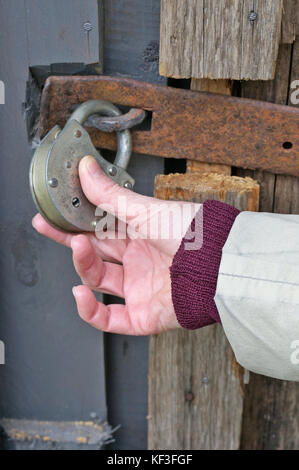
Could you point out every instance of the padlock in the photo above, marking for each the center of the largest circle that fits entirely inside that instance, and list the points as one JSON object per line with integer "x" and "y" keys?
{"x": 54, "y": 177}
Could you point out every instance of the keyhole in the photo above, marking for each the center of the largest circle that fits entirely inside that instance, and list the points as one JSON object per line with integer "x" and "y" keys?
{"x": 76, "y": 202}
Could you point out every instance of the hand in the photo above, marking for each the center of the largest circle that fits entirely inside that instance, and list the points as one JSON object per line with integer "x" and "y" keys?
{"x": 135, "y": 268}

- [Task brief] Each record above is to be restated exactly, with its pictures removed from the copy.

- [Final result]
Could you point out every instance of the padlock in the photo above, marking for each the center of the largest circle that fits entirely inside that instance, and list the points as one JSON object per line with integer "x" and "y" keys?
{"x": 54, "y": 177}
Could you point out every instance of the keyhole in the photo above, marking for each the center of the largest circle that fits entirely inside that instance, and list the points as one JSON object per line with integer "x" and "y" keys?
{"x": 76, "y": 202}
Could you point out every instance of the hand in the photo above, marking for each the center of the largest circle that fits entirely inside that instance, and list the points as one JSON object per line with integer "x" and "y" keys?
{"x": 135, "y": 268}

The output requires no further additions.